Texte fourni –
AU SOIR DE LA VIE (1902-1909)

 

Tu me donnas une tâche bien belle.

Je n'aurais pu désirer mieux,

Aide-moi donc à l'achever, fidèle

Que tout soit prêt pour la gloire éternelle

Quand tu m'appelle, des cieux.

 

1. « Ils courent et ne se lassent point. »

 

En jetant un coup d'oeil en arrière sur les dernières années de la vie de l'inspecteur, - ce chapitre embrasse tout juste une semaine d'années, - ce qui nous frappe, c'est de voir combien il a encore travaillé dans ce court espace de temps, combien il a produit, et combien il a souffert.

Après la mort de Mme Rappard-de-Rham, le comité de la Pilgermission fit l'acquisition de sa maison, « Friedau », pour y loger l'inspecteur, et en octobre 1902 Rappard s'installa avec les siens dans cette demeure bien connue, sanctifiée par la bénédiction maternelle. Mais il ne s'y retirait pas pour s'y reposer! Avec ses soixante-cinq ans, il se sentait aussi frais et dispos que jamais, ceux qui le connaissaient de près lui trouvaient même plus d'ardeur que ci-devant pour bien employer son temps et pour consacrer toutes ses forces au service de son Maître.

 

Les grandes et claires fenêtres de sa chambre d'étude, derrière lesquelles on s'accoutuma bientôt à voir la vénérable tête blanche penchée sur son travail, ouvraient à son regard un ample champ d'observation, et cet « oeil de l'inspecteur », dont on parlait jadis, n'avait rien perdu de sa perspicacité ni de sa vigilance. Lorsqu'il avait le temps de lire, il aimait à se tenir sur la véranda ensoleillée ou sous les ombrages du jardin. C'est là qu'il préférait recevoir les visites, accueillir les nouveaux élèves, ou réunir encore une dernière fois les « frères » partants. Le vieux marronnier du jardin a été maintes fois témoin d'entretiens pastoraux profonds et intimes, d'échanges fraternels et cordiaux de pensées.

Quant aux repas, après comme avant, on les prit à la « Maison des frères ». « Cela nous maintient jeunes », répondait l'inspecteur, quand on lui proposait un arrangement plus confortable. « Nous ne pourrions pas nous passer de la société des « frères ».

Dans la maison et au dehors, l'activité se développait et progressait paisiblement. Le personnel enseignant était au complet.

Voici ce qu'écrivait l'inspecteur sur la question si importante du travail en commun :

Pour toute notre maisonnée, la règle est bien établie : on fait un devoir à tout élève ou hôte de mettre consciencieusement au service de l'institut, dans la mesure de ses capacités, ses connaissances et aptitudes spéciales. Cela correspond à la parole de l'apôtre : « Nous qui sommes plusieurs, nous formons un seul corps en Christ, et nous sommes tous membres les uns des autres ; mais nous avons des dons différents, selon la grâce qui nous a été accordée. » (Rom. 12, 4-6.)

[Enregistrements issus d'une source de données]
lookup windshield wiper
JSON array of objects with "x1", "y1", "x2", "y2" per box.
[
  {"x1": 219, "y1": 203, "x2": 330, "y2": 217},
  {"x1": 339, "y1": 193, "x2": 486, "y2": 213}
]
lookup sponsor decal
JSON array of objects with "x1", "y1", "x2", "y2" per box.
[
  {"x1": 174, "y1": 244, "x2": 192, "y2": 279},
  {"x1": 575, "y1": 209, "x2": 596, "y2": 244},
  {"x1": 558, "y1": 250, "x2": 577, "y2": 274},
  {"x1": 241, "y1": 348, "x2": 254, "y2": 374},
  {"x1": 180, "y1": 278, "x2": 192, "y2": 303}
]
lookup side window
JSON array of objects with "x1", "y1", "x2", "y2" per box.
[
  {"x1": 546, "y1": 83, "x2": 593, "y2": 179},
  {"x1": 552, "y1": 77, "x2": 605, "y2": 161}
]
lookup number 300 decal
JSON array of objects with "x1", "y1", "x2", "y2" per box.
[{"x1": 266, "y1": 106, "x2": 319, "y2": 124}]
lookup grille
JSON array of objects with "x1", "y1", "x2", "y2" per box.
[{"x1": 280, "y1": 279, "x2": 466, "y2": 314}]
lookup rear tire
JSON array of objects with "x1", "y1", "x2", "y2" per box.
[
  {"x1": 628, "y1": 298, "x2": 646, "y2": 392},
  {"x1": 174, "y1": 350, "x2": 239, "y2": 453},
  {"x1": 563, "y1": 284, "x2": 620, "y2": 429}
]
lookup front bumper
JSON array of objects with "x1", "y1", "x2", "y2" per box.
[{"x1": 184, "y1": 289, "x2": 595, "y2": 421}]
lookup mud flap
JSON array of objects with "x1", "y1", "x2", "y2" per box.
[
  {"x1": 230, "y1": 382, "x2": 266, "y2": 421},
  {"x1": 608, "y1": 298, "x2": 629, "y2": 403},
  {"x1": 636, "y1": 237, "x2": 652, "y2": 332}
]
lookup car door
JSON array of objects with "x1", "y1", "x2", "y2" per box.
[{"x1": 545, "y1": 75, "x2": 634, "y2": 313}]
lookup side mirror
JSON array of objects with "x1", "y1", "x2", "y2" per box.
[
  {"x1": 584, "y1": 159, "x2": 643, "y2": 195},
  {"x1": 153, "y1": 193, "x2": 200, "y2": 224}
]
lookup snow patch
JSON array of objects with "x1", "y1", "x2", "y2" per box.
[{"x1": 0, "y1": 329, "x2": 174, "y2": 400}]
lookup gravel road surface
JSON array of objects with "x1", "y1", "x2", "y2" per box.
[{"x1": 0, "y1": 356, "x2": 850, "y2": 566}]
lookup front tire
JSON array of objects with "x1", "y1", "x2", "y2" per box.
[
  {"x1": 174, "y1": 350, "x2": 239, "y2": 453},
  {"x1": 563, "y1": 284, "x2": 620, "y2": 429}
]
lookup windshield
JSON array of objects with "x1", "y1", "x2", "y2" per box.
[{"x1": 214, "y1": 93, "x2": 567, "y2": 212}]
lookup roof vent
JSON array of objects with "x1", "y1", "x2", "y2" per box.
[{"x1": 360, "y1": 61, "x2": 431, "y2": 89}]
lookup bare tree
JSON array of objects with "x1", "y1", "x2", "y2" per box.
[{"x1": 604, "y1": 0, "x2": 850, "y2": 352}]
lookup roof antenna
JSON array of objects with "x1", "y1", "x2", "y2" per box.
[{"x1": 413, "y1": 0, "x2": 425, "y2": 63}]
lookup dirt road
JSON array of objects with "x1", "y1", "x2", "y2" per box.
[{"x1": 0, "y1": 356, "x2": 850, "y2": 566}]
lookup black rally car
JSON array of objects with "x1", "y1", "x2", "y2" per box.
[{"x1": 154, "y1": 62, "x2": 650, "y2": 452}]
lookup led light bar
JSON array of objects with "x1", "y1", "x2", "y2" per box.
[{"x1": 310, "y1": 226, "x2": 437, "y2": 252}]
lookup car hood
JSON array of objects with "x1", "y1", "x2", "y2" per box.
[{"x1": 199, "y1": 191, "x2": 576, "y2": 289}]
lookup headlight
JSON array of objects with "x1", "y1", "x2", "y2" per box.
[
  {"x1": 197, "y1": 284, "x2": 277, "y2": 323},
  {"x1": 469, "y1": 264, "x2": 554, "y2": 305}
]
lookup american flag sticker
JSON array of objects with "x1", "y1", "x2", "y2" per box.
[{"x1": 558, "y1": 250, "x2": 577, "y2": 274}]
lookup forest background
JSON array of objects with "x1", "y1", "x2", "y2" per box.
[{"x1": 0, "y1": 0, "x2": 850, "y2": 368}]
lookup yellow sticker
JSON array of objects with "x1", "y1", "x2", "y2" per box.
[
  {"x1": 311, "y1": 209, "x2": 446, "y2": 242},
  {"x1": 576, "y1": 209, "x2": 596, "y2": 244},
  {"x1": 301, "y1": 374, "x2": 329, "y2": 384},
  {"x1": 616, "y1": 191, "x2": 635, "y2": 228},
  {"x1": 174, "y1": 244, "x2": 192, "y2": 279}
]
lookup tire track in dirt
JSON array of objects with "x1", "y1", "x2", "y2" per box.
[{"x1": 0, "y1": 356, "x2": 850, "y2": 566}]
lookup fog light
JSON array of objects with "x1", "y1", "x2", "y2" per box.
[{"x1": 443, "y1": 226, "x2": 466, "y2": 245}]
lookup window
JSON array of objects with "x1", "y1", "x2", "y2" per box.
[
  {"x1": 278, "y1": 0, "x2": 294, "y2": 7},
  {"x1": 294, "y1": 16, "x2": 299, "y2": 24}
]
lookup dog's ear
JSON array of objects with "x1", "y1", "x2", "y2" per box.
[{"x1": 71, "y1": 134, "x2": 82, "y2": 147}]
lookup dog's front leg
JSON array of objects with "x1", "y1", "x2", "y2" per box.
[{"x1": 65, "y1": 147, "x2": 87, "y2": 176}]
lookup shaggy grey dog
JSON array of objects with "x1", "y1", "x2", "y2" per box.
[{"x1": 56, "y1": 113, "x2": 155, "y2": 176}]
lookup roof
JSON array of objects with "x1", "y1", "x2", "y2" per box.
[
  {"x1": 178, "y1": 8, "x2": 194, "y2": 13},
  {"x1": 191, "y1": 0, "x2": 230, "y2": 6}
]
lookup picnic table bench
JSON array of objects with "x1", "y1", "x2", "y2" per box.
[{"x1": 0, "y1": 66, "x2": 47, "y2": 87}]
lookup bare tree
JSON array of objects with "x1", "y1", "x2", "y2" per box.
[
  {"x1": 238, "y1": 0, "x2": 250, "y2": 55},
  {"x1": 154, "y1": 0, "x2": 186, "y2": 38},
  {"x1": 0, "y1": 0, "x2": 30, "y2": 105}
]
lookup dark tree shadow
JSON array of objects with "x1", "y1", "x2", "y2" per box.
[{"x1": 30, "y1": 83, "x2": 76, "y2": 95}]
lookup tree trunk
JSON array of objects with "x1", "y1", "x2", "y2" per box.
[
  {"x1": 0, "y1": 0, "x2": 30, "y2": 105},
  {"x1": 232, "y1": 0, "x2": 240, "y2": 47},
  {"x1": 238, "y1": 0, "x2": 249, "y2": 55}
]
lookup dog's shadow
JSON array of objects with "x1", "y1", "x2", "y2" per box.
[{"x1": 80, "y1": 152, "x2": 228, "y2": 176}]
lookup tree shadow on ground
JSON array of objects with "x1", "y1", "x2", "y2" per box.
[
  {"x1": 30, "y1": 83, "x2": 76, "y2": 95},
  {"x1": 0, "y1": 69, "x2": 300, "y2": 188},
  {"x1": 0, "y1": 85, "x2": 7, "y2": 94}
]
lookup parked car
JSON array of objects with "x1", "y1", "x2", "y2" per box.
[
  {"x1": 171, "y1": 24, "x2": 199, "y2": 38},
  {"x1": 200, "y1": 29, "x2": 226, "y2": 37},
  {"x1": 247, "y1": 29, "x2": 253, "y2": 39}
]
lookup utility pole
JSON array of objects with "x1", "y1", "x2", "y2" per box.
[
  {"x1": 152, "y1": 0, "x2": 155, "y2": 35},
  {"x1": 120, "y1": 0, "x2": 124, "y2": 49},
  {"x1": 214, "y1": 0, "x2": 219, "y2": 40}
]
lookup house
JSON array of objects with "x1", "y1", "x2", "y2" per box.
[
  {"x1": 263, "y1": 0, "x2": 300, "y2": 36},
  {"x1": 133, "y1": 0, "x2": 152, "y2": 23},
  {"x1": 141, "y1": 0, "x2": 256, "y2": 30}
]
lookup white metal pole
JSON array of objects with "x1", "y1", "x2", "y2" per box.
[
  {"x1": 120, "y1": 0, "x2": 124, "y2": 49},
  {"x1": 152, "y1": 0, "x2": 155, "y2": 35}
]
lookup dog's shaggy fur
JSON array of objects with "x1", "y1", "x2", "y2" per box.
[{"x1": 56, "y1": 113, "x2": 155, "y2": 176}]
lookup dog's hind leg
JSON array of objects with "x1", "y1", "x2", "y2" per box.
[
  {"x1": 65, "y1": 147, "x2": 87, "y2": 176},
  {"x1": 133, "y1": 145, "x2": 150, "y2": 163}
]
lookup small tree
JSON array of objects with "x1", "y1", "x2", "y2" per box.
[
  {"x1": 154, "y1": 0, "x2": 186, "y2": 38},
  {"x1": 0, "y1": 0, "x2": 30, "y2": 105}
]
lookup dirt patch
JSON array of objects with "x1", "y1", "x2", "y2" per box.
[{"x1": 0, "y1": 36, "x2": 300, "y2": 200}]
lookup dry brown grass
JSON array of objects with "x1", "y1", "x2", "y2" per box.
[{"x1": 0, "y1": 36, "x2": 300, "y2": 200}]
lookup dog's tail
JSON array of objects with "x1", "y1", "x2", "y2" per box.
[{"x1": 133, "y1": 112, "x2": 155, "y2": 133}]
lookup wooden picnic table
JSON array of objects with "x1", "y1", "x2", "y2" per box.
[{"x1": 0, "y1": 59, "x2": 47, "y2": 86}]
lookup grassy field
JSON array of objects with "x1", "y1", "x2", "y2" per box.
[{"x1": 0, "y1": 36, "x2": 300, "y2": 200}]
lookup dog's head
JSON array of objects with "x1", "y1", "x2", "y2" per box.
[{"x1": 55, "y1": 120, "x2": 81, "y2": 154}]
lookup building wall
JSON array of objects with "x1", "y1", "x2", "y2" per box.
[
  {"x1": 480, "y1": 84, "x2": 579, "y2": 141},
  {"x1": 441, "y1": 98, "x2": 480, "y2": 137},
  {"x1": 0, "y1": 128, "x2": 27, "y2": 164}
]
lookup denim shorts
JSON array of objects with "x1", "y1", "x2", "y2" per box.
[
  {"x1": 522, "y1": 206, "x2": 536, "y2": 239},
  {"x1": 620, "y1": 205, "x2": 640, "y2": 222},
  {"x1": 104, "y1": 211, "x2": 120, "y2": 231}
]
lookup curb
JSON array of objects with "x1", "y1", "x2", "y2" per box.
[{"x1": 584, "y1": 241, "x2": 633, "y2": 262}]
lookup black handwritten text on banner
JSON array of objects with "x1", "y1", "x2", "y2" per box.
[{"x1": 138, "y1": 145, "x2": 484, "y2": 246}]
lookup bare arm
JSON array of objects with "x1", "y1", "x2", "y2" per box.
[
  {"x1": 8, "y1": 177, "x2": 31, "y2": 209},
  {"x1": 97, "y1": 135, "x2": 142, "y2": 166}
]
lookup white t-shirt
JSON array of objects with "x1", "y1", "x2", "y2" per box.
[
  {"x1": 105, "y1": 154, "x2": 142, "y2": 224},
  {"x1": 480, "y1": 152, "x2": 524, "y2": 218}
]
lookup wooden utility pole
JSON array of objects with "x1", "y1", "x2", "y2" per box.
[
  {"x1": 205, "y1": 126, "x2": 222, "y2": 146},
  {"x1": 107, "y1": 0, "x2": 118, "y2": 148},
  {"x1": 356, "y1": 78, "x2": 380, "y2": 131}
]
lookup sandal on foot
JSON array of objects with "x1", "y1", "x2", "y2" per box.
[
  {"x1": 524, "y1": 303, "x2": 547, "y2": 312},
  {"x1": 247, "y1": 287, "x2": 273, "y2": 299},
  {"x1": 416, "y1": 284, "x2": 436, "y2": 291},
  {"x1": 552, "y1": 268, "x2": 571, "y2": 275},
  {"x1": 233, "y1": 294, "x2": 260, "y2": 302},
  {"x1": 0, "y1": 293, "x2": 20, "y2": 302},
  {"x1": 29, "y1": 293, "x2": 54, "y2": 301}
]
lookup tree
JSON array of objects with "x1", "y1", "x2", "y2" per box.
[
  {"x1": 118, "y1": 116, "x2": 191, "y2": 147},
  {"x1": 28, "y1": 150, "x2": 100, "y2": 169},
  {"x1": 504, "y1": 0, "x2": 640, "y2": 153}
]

Objectif 1 – Pour chacune des affirmations suivantes, dites si elle concorde avec le texte fourni, en répondant par oui ou par non et en citant mot pour mot le passage décisif du texte fourni. (a) En octobre 1902, Rappard s'installa à « Friedau » pour s'y reposer. (b) Après l'installation, les repas continuèrent d'être pris à la « Maison des frères ». (c) Le personnel enseignant était alors incomplet.
Objectif 2 – Indiquez seulement le nombre de lignes des enregistrements qui contiennent la chaîne « road ».

Réponse 1 –
(a) Non : « Mais il ne s'y retirait pas pour s'y reposer! »
(b) Oui : « Quant aux repas, après comme avant, on les prit à la « Maison des frères ». »
(c) Non : « Le personnel enseignant était au complet. »

Réponse 2 – 2